# DIRECTION:
Update the listing from its first line through the line containing "[0,0,170,128]", changing "ceiling duct" to "air vent" and keeping everything else the same. Return only those lines.

Bounding box data excerpts
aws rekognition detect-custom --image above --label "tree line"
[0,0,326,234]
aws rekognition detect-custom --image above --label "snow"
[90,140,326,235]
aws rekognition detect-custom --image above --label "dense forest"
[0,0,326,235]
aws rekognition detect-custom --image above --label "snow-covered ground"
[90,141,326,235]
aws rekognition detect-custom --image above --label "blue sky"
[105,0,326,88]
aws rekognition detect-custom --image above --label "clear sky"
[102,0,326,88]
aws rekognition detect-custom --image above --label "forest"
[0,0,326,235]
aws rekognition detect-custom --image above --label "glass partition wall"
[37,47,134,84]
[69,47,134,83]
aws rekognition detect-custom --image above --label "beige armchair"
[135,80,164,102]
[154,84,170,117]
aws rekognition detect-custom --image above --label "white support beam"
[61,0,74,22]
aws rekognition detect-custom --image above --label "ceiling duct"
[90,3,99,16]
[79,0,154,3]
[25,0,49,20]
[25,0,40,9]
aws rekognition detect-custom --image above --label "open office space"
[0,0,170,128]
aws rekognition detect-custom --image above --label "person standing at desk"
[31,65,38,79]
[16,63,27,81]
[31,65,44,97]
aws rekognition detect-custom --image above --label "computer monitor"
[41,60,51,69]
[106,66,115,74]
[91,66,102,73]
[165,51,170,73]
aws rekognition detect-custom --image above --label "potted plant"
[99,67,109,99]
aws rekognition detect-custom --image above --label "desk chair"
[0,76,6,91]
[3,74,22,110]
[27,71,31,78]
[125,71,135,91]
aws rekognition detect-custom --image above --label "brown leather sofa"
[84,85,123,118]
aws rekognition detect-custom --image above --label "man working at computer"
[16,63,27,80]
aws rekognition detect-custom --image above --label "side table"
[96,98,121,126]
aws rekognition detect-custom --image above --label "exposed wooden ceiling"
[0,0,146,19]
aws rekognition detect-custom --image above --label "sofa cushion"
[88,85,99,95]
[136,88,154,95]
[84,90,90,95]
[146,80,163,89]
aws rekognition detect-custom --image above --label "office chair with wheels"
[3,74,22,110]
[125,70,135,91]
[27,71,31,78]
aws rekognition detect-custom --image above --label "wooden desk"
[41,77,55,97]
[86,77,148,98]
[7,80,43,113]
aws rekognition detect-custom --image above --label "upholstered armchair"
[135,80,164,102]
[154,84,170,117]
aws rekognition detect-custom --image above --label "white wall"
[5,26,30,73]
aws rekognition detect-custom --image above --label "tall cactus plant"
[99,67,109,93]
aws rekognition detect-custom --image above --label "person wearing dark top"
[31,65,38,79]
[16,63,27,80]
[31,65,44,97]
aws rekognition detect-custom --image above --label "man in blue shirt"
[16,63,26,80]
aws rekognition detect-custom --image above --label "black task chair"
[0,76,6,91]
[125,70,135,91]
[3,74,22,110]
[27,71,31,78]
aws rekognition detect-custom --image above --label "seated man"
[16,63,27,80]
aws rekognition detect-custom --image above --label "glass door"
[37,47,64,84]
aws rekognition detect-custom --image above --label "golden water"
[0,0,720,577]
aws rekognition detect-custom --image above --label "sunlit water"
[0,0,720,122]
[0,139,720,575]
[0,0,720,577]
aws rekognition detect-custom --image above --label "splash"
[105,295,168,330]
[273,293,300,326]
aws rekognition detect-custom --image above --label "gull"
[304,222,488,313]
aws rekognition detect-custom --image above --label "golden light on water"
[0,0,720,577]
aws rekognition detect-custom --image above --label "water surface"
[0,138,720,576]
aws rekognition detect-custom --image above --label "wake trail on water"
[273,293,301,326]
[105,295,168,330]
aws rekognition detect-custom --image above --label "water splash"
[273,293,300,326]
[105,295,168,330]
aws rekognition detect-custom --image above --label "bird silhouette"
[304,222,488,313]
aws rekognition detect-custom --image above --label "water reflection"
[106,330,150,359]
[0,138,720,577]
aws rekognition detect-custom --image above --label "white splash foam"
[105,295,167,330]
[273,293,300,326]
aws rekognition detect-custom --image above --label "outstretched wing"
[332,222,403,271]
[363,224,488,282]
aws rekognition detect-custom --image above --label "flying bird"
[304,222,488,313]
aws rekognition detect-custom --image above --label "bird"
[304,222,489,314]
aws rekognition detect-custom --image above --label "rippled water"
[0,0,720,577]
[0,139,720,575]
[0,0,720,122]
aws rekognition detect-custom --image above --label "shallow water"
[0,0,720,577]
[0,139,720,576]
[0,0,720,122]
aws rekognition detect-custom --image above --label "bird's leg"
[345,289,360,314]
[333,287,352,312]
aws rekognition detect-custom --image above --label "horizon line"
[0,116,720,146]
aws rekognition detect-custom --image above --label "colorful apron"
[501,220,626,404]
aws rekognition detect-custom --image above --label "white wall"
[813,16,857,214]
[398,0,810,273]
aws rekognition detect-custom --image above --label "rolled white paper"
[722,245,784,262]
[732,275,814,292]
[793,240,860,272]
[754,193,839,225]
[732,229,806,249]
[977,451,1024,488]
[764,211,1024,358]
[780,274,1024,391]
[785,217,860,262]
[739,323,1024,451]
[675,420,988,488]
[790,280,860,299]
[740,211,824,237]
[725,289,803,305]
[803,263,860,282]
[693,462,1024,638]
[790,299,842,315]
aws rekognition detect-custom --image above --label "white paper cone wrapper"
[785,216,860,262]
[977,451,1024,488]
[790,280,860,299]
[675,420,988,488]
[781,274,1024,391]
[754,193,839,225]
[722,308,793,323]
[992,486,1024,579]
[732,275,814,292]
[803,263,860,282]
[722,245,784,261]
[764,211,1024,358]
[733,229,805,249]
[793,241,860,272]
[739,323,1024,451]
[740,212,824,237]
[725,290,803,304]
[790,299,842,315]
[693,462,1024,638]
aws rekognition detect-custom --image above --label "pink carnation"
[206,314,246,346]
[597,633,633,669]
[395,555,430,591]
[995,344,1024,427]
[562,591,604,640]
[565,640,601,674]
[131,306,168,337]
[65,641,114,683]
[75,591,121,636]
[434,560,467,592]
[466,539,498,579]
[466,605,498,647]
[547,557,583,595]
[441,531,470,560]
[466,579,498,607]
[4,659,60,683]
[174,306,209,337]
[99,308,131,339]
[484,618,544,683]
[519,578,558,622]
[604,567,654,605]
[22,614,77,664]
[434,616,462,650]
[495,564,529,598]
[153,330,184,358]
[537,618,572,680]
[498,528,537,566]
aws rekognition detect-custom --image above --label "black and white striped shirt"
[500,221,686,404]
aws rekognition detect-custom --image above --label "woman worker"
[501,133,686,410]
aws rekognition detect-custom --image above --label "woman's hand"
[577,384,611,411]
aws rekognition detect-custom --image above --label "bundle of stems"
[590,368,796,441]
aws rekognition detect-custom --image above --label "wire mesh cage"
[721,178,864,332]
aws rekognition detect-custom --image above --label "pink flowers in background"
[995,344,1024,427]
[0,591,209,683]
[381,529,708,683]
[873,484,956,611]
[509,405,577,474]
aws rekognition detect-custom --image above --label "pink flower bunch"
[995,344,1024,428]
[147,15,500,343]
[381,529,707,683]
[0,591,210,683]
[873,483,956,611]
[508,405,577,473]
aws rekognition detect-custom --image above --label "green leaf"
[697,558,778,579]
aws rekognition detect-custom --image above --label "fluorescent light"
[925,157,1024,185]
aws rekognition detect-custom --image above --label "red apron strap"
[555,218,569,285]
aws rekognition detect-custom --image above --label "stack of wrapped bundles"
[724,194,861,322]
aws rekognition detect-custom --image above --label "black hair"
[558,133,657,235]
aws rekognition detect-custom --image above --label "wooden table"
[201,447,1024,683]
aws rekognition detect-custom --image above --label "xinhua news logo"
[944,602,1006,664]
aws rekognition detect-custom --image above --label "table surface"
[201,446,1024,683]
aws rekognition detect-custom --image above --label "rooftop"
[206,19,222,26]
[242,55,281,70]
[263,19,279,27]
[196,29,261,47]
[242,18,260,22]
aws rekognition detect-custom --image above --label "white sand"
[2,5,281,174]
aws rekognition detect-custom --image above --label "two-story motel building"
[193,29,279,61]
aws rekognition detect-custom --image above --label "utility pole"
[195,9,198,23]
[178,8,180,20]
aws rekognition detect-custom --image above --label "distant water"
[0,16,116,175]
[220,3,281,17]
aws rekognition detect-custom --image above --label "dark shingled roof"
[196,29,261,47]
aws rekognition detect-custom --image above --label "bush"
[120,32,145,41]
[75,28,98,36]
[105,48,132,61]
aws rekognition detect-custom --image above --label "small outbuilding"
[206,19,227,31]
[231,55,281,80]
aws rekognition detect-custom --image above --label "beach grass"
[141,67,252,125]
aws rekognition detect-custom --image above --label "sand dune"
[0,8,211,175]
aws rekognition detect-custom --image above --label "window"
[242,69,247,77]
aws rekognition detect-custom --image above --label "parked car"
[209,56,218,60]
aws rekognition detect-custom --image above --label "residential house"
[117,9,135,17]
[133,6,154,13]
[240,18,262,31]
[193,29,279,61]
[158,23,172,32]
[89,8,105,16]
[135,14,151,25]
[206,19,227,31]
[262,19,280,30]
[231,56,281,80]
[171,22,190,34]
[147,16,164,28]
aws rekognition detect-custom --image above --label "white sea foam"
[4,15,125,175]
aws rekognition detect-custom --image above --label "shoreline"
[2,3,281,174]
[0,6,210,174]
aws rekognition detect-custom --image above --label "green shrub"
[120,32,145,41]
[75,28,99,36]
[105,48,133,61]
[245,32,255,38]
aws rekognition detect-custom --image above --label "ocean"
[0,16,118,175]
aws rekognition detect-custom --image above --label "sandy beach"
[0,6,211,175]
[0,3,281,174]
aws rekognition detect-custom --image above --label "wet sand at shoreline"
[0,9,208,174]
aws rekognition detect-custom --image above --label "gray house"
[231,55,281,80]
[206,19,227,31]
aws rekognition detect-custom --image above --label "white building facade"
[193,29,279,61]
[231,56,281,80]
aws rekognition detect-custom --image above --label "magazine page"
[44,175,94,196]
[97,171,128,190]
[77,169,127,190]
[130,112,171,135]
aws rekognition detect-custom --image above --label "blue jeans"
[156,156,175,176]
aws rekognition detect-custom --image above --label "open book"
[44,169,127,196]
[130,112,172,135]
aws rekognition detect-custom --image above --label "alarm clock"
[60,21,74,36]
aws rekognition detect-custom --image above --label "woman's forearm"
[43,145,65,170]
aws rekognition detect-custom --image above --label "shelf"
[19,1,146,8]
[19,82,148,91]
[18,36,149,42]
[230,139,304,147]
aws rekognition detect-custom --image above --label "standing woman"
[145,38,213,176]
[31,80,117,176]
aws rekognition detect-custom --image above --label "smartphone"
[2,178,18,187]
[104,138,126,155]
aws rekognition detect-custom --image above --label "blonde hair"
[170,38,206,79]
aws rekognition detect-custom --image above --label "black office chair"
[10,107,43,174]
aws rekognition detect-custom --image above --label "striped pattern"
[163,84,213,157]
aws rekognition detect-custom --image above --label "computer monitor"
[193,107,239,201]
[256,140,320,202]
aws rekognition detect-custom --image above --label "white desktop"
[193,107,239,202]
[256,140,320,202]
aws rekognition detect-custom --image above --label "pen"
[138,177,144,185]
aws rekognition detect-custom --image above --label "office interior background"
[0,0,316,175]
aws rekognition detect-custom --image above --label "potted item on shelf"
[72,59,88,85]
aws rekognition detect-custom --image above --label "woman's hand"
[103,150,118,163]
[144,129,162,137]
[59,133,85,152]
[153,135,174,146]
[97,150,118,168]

# FINISHED TASK:
aws rekognition detect-custom --image above --label "tree line"
[0,0,326,234]
aws rekognition detect-custom --image above --label "snow"
[90,140,326,235]
aws rekognition detect-custom --image above --label "dense forest"
[0,0,326,235]
aws rekognition detect-custom --image above --label "snow-covered ground"
[90,141,326,235]
aws rekognition detect-custom --image above --label "blue sky"
[105,0,326,88]
aws rekognition detect-custom --image above --label "clear sky"
[102,0,326,88]
aws rekognition detect-custom --image above --label "forest"
[0,0,326,235]
aws rekognition detect-custom --image above --label "glass partition wall"
[37,47,134,84]
[69,47,134,83]
aws rekognition detect-custom --image above --label "beige armchair"
[135,80,164,102]
[154,84,170,117]
aws rekognition detect-custom --image above --label "white support beam"
[61,0,74,22]
aws rekognition detect-custom --image above --label "air vent"
[90,3,99,16]
[79,0,154,3]
[25,0,49,20]
[25,0,40,9]
aws rekognition detect-custom --image above --label "open office space"
[0,0,170,128]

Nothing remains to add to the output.